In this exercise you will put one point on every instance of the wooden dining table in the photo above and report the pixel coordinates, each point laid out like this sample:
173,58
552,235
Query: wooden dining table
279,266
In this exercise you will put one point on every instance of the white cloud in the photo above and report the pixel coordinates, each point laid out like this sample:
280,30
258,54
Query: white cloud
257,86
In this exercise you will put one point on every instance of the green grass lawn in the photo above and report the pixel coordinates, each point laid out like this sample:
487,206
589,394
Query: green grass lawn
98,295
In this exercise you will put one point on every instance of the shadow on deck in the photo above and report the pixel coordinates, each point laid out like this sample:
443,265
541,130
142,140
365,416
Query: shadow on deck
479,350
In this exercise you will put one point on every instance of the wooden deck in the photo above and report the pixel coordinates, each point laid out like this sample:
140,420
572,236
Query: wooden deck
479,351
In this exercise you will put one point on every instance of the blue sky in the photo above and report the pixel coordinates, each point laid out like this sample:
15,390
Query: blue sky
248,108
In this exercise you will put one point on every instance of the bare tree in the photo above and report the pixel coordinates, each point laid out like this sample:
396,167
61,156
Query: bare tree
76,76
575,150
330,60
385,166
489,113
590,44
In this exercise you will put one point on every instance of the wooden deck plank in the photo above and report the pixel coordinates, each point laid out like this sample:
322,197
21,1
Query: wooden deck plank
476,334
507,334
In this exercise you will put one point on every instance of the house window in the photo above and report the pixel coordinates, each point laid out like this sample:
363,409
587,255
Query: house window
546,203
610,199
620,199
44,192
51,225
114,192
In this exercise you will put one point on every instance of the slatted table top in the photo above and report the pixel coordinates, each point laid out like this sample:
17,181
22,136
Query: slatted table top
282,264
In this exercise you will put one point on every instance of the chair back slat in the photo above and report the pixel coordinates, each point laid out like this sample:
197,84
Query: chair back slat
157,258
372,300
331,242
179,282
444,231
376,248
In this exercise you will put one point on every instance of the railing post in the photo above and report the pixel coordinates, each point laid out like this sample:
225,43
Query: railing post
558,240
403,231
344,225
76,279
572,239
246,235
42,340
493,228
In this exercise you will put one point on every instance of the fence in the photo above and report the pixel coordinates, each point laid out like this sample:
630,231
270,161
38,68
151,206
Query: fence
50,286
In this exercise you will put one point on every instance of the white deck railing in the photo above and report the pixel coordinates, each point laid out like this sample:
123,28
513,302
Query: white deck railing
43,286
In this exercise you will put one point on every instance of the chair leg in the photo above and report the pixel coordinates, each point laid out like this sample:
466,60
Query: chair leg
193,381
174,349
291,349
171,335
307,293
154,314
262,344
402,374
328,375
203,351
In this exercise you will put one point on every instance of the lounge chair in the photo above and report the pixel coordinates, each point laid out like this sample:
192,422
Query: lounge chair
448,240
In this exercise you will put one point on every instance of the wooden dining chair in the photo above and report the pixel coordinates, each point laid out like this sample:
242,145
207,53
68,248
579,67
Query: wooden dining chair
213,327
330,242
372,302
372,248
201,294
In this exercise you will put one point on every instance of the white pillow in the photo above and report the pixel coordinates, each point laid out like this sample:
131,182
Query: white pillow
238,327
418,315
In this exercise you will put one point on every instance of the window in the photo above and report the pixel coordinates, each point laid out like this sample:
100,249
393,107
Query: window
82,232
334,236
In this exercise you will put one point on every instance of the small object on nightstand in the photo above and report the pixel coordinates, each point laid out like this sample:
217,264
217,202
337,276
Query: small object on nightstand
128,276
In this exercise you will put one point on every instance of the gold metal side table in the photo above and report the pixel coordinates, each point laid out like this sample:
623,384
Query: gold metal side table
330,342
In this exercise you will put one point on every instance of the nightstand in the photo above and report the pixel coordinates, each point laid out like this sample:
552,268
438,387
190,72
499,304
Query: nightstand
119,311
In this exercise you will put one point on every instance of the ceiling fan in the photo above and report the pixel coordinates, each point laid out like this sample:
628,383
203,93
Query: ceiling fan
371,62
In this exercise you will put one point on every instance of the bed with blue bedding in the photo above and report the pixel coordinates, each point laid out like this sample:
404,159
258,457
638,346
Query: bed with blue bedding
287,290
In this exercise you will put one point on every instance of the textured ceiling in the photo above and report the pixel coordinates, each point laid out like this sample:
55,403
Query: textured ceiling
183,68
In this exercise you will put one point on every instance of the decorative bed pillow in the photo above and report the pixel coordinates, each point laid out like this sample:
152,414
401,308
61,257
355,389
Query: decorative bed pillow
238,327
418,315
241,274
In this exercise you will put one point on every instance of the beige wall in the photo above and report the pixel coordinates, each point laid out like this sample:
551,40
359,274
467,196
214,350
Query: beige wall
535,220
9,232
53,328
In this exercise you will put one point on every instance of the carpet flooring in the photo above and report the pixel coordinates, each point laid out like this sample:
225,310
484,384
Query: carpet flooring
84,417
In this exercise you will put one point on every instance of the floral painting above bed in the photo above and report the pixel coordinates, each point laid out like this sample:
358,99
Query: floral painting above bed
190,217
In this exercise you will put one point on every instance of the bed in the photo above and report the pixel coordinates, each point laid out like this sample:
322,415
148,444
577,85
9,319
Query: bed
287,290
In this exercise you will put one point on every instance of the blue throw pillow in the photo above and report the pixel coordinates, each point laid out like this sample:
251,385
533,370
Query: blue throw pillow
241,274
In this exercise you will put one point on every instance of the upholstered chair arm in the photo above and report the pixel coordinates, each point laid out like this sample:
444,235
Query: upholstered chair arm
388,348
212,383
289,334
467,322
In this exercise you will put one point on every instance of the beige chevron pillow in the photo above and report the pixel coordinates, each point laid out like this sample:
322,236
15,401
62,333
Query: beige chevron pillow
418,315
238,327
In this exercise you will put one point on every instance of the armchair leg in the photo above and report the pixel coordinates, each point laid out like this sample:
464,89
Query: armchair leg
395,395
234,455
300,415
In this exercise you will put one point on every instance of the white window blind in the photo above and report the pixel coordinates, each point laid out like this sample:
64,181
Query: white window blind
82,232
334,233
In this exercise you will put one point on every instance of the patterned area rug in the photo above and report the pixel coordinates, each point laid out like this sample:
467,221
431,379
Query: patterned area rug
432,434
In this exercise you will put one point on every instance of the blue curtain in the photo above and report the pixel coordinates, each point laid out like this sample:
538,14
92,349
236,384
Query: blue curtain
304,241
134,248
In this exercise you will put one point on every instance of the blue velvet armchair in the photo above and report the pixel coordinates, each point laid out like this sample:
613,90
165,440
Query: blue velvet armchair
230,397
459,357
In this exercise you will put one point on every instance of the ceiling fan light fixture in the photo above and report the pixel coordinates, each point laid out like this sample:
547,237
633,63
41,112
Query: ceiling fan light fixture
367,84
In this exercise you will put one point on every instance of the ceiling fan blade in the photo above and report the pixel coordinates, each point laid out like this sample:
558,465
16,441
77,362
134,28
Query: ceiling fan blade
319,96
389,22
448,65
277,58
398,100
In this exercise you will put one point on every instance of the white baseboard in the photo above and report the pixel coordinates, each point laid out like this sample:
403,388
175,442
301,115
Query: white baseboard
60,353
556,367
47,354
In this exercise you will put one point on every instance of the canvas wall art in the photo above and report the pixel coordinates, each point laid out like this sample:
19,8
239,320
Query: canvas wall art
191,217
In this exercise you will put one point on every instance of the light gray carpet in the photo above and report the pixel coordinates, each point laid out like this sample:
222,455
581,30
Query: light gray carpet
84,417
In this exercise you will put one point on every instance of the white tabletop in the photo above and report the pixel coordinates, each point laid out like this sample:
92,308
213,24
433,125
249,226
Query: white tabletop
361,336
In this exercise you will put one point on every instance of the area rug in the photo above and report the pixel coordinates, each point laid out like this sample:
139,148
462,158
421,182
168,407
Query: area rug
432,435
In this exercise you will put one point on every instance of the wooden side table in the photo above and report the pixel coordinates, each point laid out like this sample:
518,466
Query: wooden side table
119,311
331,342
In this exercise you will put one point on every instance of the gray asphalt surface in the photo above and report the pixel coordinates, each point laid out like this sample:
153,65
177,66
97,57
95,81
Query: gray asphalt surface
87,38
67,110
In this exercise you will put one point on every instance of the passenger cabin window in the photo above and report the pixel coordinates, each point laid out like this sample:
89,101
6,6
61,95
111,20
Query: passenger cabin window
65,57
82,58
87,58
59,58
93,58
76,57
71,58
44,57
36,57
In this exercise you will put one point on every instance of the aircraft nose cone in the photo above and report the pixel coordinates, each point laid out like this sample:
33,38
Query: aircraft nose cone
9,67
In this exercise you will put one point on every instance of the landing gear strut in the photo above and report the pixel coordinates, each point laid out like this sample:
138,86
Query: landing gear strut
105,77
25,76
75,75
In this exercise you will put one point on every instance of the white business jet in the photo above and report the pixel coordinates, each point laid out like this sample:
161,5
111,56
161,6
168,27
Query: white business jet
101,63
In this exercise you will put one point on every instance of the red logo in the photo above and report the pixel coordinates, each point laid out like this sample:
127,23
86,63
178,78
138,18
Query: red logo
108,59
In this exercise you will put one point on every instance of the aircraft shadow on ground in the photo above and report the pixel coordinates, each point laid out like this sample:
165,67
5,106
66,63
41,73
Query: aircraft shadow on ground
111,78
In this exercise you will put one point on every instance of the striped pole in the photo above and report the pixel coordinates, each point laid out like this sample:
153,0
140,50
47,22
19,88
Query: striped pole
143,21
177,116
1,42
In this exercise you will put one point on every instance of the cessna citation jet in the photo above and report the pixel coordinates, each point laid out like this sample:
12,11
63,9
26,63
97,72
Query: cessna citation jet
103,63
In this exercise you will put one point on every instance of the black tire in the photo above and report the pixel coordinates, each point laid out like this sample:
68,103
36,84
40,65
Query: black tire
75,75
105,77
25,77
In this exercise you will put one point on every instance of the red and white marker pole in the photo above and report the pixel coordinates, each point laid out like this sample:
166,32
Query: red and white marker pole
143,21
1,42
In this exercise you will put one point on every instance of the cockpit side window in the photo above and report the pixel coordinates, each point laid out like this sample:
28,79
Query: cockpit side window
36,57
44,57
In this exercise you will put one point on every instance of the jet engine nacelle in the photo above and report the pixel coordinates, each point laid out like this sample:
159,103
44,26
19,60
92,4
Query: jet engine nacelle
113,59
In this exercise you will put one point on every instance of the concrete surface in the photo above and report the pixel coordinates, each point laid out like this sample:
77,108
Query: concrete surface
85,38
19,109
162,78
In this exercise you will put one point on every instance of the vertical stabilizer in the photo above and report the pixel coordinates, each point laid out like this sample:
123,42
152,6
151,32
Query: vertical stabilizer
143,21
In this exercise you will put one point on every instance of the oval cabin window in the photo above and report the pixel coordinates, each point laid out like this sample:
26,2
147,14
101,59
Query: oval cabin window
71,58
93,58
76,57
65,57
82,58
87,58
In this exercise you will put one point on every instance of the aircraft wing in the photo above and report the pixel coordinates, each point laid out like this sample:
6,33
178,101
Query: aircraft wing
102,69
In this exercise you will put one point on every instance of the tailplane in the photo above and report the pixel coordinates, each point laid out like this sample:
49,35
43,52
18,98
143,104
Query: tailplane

→ **Task to complete**
Extract the lines above from the one containing "of the cockpit" to the last line, both included, exactly as written.

→ **Task result**
In this exercise you will put one point on every instance of the cockpit side window in the photo above and report the pixel coordinates, each point laid out like this sample:
28,79
Query: cockpit side window
36,57
44,57
In this exercise you will put one point on every instance of the jet engine nacelle in the photo above and report the pixel coordinates, each point laid out like this sample:
159,103
44,26
19,60
92,4
Query: jet engine nacelle
113,59
In this exercise you will put one point on every instance of the concrete surface in the photo above and report the pixel coordinates, each point laid out like this sample:
77,108
Query: concrete surface
85,38
19,109
162,78
In this exercise you will put one point on every instance of the vertical stabilizer in the photo above and report the pixel coordinates, each point laid out like this sample:
123,42
152,6
151,32
Query: vertical stabilizer
143,21
In this exercise you will put one point on every instance of the oval cabin window in the photo above and report the pixel coordinates, each point laid out like this sample:
26,2
147,14
101,59
Query: oval cabin window
71,58
93,58
76,57
65,57
82,58
87,58
In this exercise you will put one point on every instance of the aircraft wing in the photo above and report the pixel coordinates, each point laid out like this sample:
6,33
178,101
Query: aircraft wing
102,69
In this exercise you will put one point on every instance of the tailplane in the photo above and report the pixel coordinates, each point laid out like this sample:
49,35
43,52
18,98
143,104
Query: tailplane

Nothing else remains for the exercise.